Stated problem:
Write out all of the lines below again, requests included, shifting every x and y value in the answer points by -53. Leave the pictures out.

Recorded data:
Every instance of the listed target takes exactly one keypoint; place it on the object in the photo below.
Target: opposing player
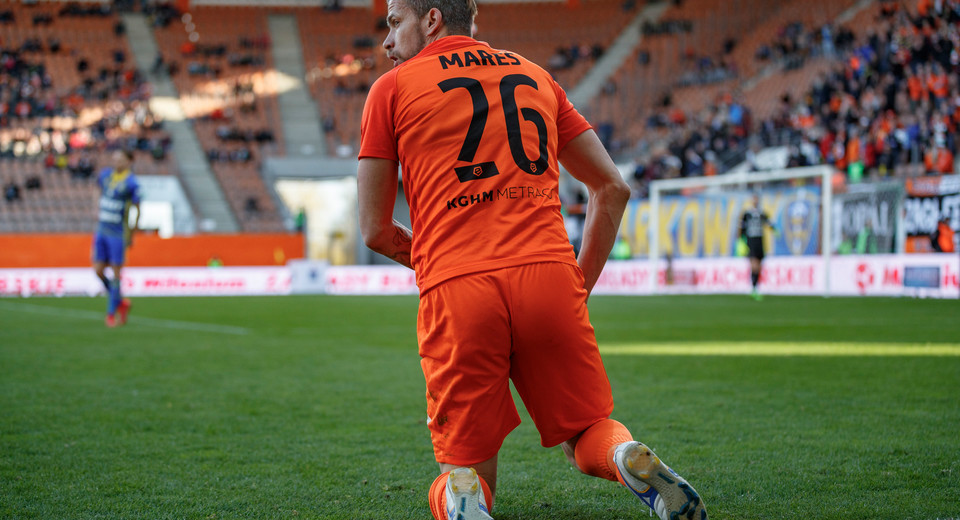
(751, 230)
(477, 133)
(119, 191)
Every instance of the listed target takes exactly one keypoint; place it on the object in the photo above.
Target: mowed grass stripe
(319, 412)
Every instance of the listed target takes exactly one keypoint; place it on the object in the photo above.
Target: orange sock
(438, 496)
(594, 451)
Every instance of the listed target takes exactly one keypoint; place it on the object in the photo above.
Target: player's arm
(134, 206)
(587, 160)
(377, 194)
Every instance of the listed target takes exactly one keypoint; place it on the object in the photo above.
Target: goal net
(695, 222)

Solution for this problem:
Every instance of the listed target takes exactly one keypoint; place it on the object in the photo below.
Target: opposing player
(698, 177)
(424, 80)
(66, 138)
Every instance of the listed target takes exactly one keypoint; place it on the object in the photo above.
Target: mowed grass stripe
(266, 359)
Every instance of the listed target takes exactly one keypoint; place it on the object in the photo above.
Target: orange sock
(385, 443)
(541, 398)
Every instance of the listed target takes exactly one keypoint; place it on the object in the photo above.
Target: player's arm
(81, 153)
(534, 107)
(324, 141)
Every instance of the listed target takes exactly one keypoint; place it on the object in the photo above.
Target: goal net
(642, 169)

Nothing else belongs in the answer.